YOUR GOAL:
Select each line in the items below that contains the word "smoke" and copy it out in full. Count a line only if its capitalization matches that word.
— START —
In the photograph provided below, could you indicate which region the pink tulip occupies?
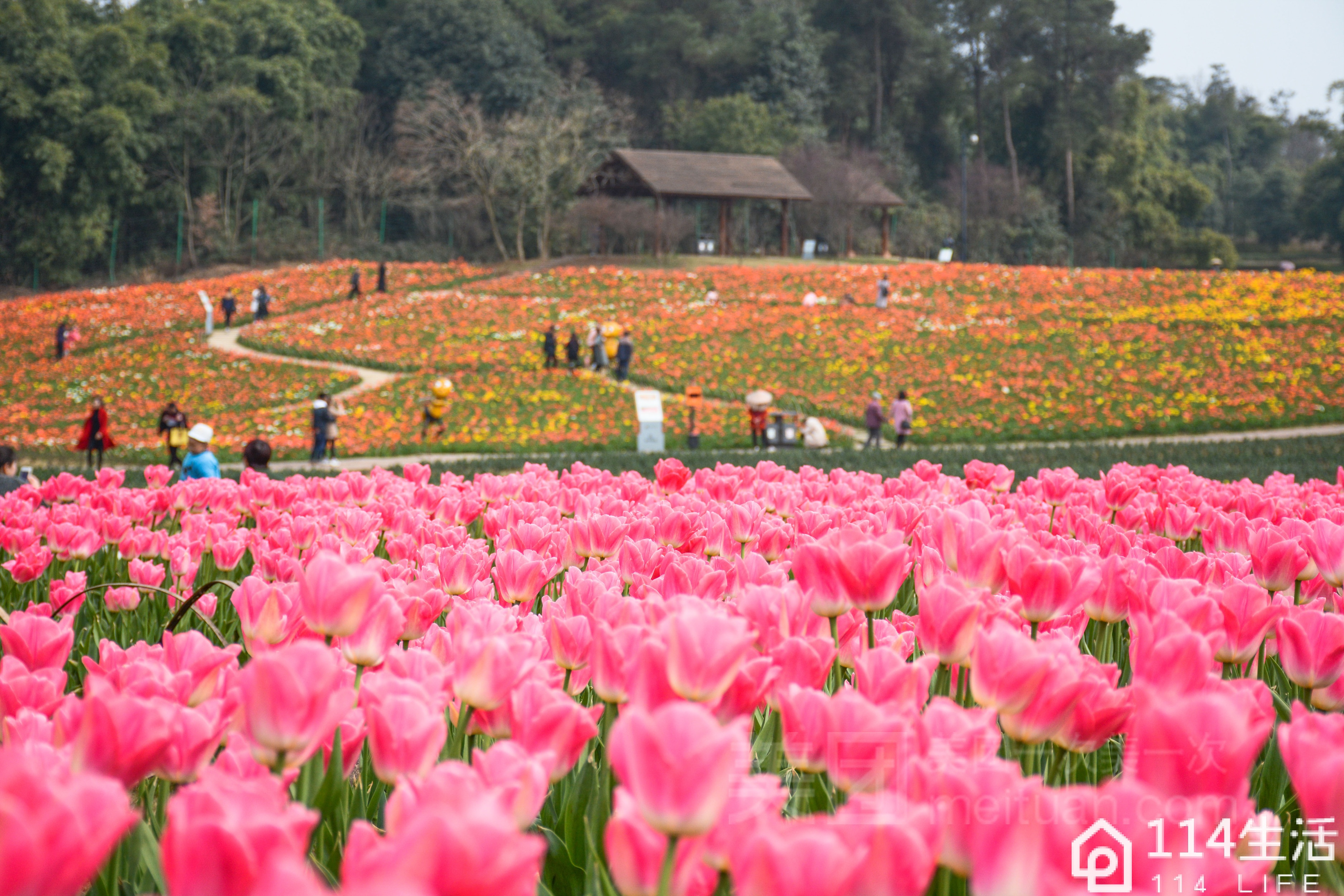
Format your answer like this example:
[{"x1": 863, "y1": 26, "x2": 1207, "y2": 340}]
[
  {"x1": 0, "y1": 748, "x2": 140, "y2": 896},
  {"x1": 70, "y1": 676, "x2": 177, "y2": 788},
  {"x1": 495, "y1": 551, "x2": 557, "y2": 603},
  {"x1": 336, "y1": 591, "x2": 406, "y2": 666},
  {"x1": 610, "y1": 702, "x2": 745, "y2": 837},
  {"x1": 664, "y1": 607, "x2": 756, "y2": 702},
  {"x1": 915, "y1": 578, "x2": 980, "y2": 666},
  {"x1": 1278, "y1": 607, "x2": 1344, "y2": 691},
  {"x1": 835, "y1": 794, "x2": 941, "y2": 896},
  {"x1": 839, "y1": 532, "x2": 914, "y2": 613},
  {"x1": 160, "y1": 772, "x2": 317, "y2": 896},
  {"x1": 0, "y1": 610, "x2": 75, "y2": 672},
  {"x1": 546, "y1": 613, "x2": 593, "y2": 670},
  {"x1": 1304, "y1": 519, "x2": 1344, "y2": 588},
  {"x1": 604, "y1": 787, "x2": 715, "y2": 896},
  {"x1": 1125, "y1": 681, "x2": 1274, "y2": 799},
  {"x1": 793, "y1": 541, "x2": 853, "y2": 618},
  {"x1": 733, "y1": 818, "x2": 866, "y2": 896},
  {"x1": 238, "y1": 641, "x2": 355, "y2": 767},
  {"x1": 299, "y1": 551, "x2": 383, "y2": 637},
  {"x1": 1250, "y1": 529, "x2": 1308, "y2": 591},
  {"x1": 1214, "y1": 582, "x2": 1288, "y2": 665},
  {"x1": 472, "y1": 740, "x2": 554, "y2": 830},
  {"x1": 453, "y1": 632, "x2": 536, "y2": 709},
  {"x1": 971, "y1": 621, "x2": 1051, "y2": 713},
  {"x1": 342, "y1": 800, "x2": 546, "y2": 896},
  {"x1": 359, "y1": 672, "x2": 448, "y2": 785},
  {"x1": 511, "y1": 681, "x2": 602, "y2": 781},
  {"x1": 778, "y1": 685, "x2": 831, "y2": 774},
  {"x1": 1278, "y1": 702, "x2": 1344, "y2": 833},
  {"x1": 826, "y1": 689, "x2": 923, "y2": 792}
]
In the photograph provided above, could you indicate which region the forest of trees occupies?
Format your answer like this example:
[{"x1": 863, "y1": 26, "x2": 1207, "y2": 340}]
[{"x1": 0, "y1": 0, "x2": 1344, "y2": 285}]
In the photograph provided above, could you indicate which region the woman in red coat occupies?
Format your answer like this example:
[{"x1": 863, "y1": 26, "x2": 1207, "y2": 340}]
[{"x1": 75, "y1": 396, "x2": 117, "y2": 470}]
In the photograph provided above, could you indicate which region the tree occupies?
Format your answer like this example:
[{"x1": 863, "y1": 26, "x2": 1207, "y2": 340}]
[{"x1": 0, "y1": 0, "x2": 163, "y2": 282}]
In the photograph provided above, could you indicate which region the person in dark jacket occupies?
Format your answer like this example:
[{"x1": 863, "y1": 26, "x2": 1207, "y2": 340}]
[
  {"x1": 159, "y1": 402, "x2": 187, "y2": 469},
  {"x1": 863, "y1": 392, "x2": 887, "y2": 450},
  {"x1": 75, "y1": 395, "x2": 117, "y2": 470},
  {"x1": 616, "y1": 330, "x2": 634, "y2": 380},
  {"x1": 309, "y1": 392, "x2": 336, "y2": 463},
  {"x1": 564, "y1": 329, "x2": 581, "y2": 371},
  {"x1": 542, "y1": 324, "x2": 561, "y2": 370}
]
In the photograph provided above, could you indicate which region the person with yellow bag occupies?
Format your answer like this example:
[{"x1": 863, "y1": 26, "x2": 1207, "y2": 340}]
[{"x1": 159, "y1": 402, "x2": 187, "y2": 469}]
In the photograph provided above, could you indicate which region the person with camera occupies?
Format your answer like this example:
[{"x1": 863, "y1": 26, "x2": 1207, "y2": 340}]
[{"x1": 0, "y1": 445, "x2": 42, "y2": 494}]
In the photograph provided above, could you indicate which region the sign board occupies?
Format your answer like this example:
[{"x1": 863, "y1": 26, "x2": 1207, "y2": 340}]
[{"x1": 634, "y1": 390, "x2": 663, "y2": 423}]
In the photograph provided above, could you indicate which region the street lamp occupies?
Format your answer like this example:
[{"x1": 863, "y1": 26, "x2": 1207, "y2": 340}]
[{"x1": 961, "y1": 134, "x2": 980, "y2": 263}]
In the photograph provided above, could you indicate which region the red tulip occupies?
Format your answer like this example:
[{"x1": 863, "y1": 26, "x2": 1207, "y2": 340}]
[
  {"x1": 1278, "y1": 607, "x2": 1344, "y2": 691},
  {"x1": 663, "y1": 606, "x2": 756, "y2": 702},
  {"x1": 360, "y1": 672, "x2": 448, "y2": 785},
  {"x1": 604, "y1": 787, "x2": 716, "y2": 896},
  {"x1": 238, "y1": 641, "x2": 355, "y2": 767},
  {"x1": 160, "y1": 772, "x2": 317, "y2": 896},
  {"x1": 0, "y1": 748, "x2": 140, "y2": 896},
  {"x1": 0, "y1": 610, "x2": 75, "y2": 672},
  {"x1": 299, "y1": 551, "x2": 383, "y2": 637},
  {"x1": 610, "y1": 702, "x2": 745, "y2": 835}
]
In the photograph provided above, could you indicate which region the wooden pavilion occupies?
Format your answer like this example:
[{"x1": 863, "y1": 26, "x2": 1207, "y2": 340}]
[{"x1": 583, "y1": 149, "x2": 812, "y2": 255}]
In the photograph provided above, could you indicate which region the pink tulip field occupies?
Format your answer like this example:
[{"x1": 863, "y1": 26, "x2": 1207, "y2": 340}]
[{"x1": 0, "y1": 459, "x2": 1344, "y2": 896}]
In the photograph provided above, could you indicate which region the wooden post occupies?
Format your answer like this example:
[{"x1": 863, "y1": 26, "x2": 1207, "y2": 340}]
[{"x1": 653, "y1": 194, "x2": 663, "y2": 258}]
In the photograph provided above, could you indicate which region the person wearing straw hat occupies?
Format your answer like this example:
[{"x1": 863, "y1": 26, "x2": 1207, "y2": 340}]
[{"x1": 181, "y1": 423, "x2": 219, "y2": 480}]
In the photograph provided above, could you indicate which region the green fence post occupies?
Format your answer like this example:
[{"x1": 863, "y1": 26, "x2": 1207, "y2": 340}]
[{"x1": 108, "y1": 218, "x2": 121, "y2": 283}]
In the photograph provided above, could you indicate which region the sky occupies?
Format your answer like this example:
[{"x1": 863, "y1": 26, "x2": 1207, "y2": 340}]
[{"x1": 1116, "y1": 0, "x2": 1344, "y2": 122}]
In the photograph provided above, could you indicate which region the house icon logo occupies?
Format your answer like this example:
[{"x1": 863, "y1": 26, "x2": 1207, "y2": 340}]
[{"x1": 1071, "y1": 818, "x2": 1134, "y2": 893}]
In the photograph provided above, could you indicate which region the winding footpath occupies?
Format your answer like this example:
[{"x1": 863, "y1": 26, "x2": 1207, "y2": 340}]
[{"x1": 207, "y1": 328, "x2": 1344, "y2": 470}]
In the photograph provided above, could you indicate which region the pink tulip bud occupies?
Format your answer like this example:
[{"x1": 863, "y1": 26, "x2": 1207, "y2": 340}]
[
  {"x1": 610, "y1": 701, "x2": 746, "y2": 837},
  {"x1": 299, "y1": 551, "x2": 383, "y2": 637},
  {"x1": 238, "y1": 641, "x2": 355, "y2": 767}
]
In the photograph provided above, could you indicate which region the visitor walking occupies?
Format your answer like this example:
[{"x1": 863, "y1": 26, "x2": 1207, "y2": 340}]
[
  {"x1": 0, "y1": 445, "x2": 42, "y2": 494},
  {"x1": 564, "y1": 329, "x2": 579, "y2": 371},
  {"x1": 243, "y1": 439, "x2": 270, "y2": 476},
  {"x1": 159, "y1": 402, "x2": 187, "y2": 469},
  {"x1": 181, "y1": 423, "x2": 219, "y2": 481},
  {"x1": 863, "y1": 392, "x2": 887, "y2": 450},
  {"x1": 616, "y1": 330, "x2": 634, "y2": 381},
  {"x1": 75, "y1": 395, "x2": 117, "y2": 470},
  {"x1": 309, "y1": 392, "x2": 336, "y2": 463},
  {"x1": 327, "y1": 397, "x2": 345, "y2": 463},
  {"x1": 542, "y1": 324, "x2": 561, "y2": 370},
  {"x1": 891, "y1": 390, "x2": 915, "y2": 447}
]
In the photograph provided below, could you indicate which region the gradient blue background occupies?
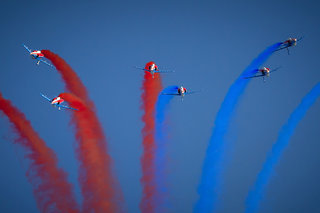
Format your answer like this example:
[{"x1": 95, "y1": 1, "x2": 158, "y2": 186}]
[{"x1": 0, "y1": 0, "x2": 320, "y2": 213}]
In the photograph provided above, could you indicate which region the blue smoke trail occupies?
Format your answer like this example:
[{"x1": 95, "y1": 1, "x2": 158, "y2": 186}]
[
  {"x1": 194, "y1": 43, "x2": 281, "y2": 213},
  {"x1": 155, "y1": 86, "x2": 178, "y2": 212},
  {"x1": 246, "y1": 83, "x2": 320, "y2": 213}
]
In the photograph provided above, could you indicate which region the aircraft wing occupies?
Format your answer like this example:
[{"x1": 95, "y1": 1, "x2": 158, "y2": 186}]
[
  {"x1": 186, "y1": 90, "x2": 201, "y2": 95},
  {"x1": 22, "y1": 44, "x2": 32, "y2": 53},
  {"x1": 244, "y1": 75, "x2": 266, "y2": 79},
  {"x1": 37, "y1": 58, "x2": 54, "y2": 68},
  {"x1": 57, "y1": 104, "x2": 78, "y2": 110},
  {"x1": 161, "y1": 93, "x2": 180, "y2": 95},
  {"x1": 154, "y1": 70, "x2": 174, "y2": 73},
  {"x1": 40, "y1": 93, "x2": 51, "y2": 102}
]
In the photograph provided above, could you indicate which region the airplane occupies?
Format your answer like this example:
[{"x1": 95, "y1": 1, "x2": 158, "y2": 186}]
[
  {"x1": 161, "y1": 86, "x2": 200, "y2": 100},
  {"x1": 135, "y1": 61, "x2": 174, "y2": 78},
  {"x1": 22, "y1": 44, "x2": 54, "y2": 67},
  {"x1": 244, "y1": 67, "x2": 280, "y2": 82},
  {"x1": 40, "y1": 93, "x2": 78, "y2": 110},
  {"x1": 275, "y1": 37, "x2": 303, "y2": 55}
]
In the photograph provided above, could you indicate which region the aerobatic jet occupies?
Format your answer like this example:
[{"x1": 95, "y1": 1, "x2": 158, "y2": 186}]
[
  {"x1": 244, "y1": 67, "x2": 280, "y2": 82},
  {"x1": 135, "y1": 61, "x2": 174, "y2": 78},
  {"x1": 161, "y1": 86, "x2": 200, "y2": 99},
  {"x1": 40, "y1": 93, "x2": 78, "y2": 110},
  {"x1": 23, "y1": 44, "x2": 54, "y2": 67},
  {"x1": 275, "y1": 37, "x2": 302, "y2": 55}
]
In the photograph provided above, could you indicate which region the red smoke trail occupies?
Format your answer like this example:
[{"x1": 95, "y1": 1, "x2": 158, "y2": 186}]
[
  {"x1": 0, "y1": 93, "x2": 79, "y2": 212},
  {"x1": 59, "y1": 93, "x2": 120, "y2": 212},
  {"x1": 41, "y1": 50, "x2": 93, "y2": 107},
  {"x1": 41, "y1": 50, "x2": 123, "y2": 212},
  {"x1": 140, "y1": 61, "x2": 162, "y2": 213}
]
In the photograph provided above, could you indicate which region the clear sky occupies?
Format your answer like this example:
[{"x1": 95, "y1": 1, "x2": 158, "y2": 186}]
[{"x1": 0, "y1": 0, "x2": 320, "y2": 213}]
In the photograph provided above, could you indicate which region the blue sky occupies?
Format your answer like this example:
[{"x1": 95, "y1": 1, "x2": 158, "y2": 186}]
[{"x1": 0, "y1": 0, "x2": 320, "y2": 212}]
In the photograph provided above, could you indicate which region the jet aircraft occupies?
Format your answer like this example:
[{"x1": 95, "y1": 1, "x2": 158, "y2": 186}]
[
  {"x1": 40, "y1": 93, "x2": 78, "y2": 110},
  {"x1": 23, "y1": 44, "x2": 54, "y2": 67}
]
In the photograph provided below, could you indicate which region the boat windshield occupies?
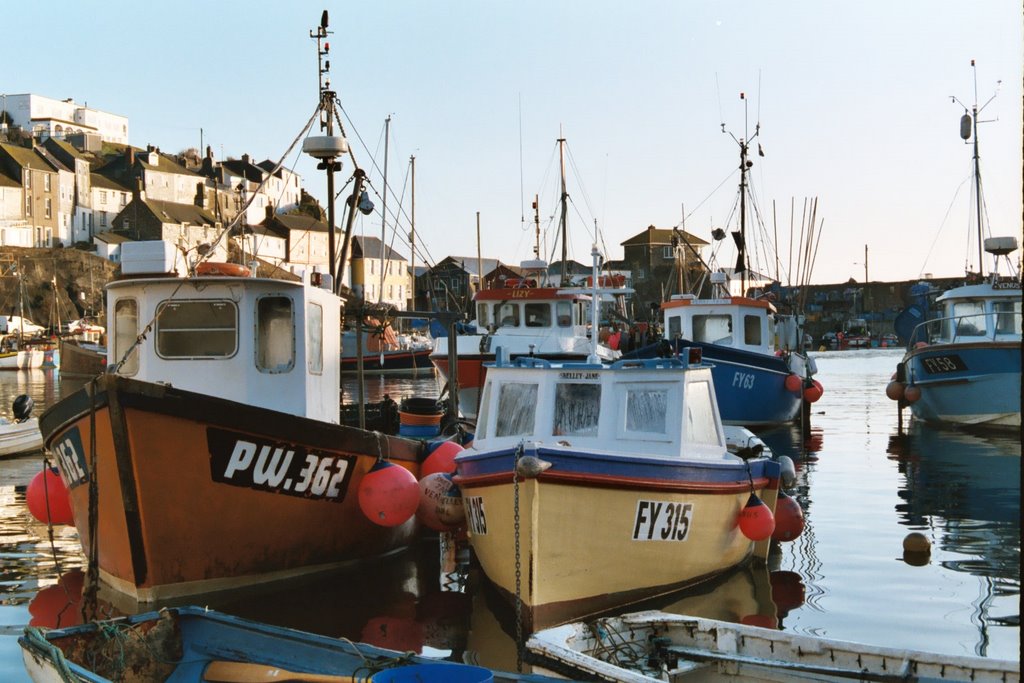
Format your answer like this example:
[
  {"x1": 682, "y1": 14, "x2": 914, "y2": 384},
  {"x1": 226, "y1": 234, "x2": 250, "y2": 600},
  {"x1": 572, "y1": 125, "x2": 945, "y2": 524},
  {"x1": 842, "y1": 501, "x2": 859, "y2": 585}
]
[
  {"x1": 553, "y1": 382, "x2": 601, "y2": 436},
  {"x1": 495, "y1": 382, "x2": 537, "y2": 436},
  {"x1": 693, "y1": 315, "x2": 732, "y2": 346},
  {"x1": 992, "y1": 299, "x2": 1021, "y2": 336}
]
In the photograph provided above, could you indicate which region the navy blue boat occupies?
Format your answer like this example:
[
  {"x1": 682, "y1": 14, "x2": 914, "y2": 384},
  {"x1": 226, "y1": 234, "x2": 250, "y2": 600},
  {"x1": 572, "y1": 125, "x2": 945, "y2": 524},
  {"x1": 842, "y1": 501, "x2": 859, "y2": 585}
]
[{"x1": 623, "y1": 295, "x2": 821, "y2": 427}]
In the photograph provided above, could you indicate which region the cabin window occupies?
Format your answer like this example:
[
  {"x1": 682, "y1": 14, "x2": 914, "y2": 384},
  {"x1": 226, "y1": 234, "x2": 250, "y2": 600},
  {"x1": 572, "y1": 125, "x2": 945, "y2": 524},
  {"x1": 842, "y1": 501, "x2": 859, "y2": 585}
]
[
  {"x1": 111, "y1": 299, "x2": 138, "y2": 375},
  {"x1": 157, "y1": 299, "x2": 239, "y2": 358},
  {"x1": 476, "y1": 303, "x2": 490, "y2": 328},
  {"x1": 256, "y1": 296, "x2": 295, "y2": 373},
  {"x1": 476, "y1": 382, "x2": 490, "y2": 437},
  {"x1": 306, "y1": 303, "x2": 324, "y2": 375},
  {"x1": 526, "y1": 303, "x2": 551, "y2": 328},
  {"x1": 693, "y1": 315, "x2": 732, "y2": 346},
  {"x1": 953, "y1": 301, "x2": 985, "y2": 337},
  {"x1": 555, "y1": 301, "x2": 572, "y2": 328},
  {"x1": 626, "y1": 388, "x2": 669, "y2": 435},
  {"x1": 992, "y1": 301, "x2": 1021, "y2": 335},
  {"x1": 495, "y1": 382, "x2": 537, "y2": 436},
  {"x1": 498, "y1": 303, "x2": 519, "y2": 328},
  {"x1": 743, "y1": 315, "x2": 761, "y2": 346},
  {"x1": 552, "y1": 383, "x2": 601, "y2": 436},
  {"x1": 669, "y1": 315, "x2": 683, "y2": 339},
  {"x1": 686, "y1": 382, "x2": 719, "y2": 445}
]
— END —
RESPONSE TO THE TASK:
In the photograph provided above, could you indicate which region the blue smoke trail occupies?
In the photograph provided above, could you indicate which region the red smoke trail occupies?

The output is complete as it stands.